Records taken from a data source:
==============================
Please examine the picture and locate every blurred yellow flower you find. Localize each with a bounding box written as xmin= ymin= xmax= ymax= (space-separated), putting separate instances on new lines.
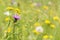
xmin=45 ymin=20 xmax=51 ymax=24
xmin=49 ymin=35 xmax=53 ymax=39
xmin=33 ymin=30 xmax=40 ymax=35
xmin=43 ymin=6 xmax=48 ymax=10
xmin=5 ymin=17 xmax=10 ymax=21
xmin=6 ymin=7 xmax=14 ymax=10
xmin=36 ymin=9 xmax=40 ymax=13
xmin=34 ymin=22 xmax=40 ymax=26
xmin=53 ymin=16 xmax=59 ymax=20
xmin=43 ymin=35 xmax=49 ymax=39
xmin=50 ymin=24 xmax=55 ymax=28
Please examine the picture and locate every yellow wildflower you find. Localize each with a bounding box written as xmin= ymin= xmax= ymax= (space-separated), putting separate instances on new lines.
==============================
Exercise task: Write out every line of the material above word for word, leaving out the pictures.

Answer in full:
Please examine the picture and locate every blurred yellow flower you find. Localize each with a bounding box written as xmin= ymin= xmax= ymax= (space-separated), putting separate instances on new lines.
xmin=45 ymin=20 xmax=51 ymax=24
xmin=49 ymin=35 xmax=53 ymax=39
xmin=33 ymin=30 xmax=40 ymax=35
xmin=43 ymin=6 xmax=48 ymax=10
xmin=5 ymin=17 xmax=10 ymax=21
xmin=6 ymin=7 xmax=14 ymax=10
xmin=36 ymin=9 xmax=40 ymax=13
xmin=34 ymin=22 xmax=40 ymax=26
xmin=53 ymin=16 xmax=59 ymax=20
xmin=43 ymin=35 xmax=49 ymax=39
xmin=50 ymin=24 xmax=55 ymax=28
Please examine the picture and locate every yellow wildflower you find. Localize each with a bounding box written as xmin= ymin= xmax= ymax= (space-separated), putting separate instances on new lines.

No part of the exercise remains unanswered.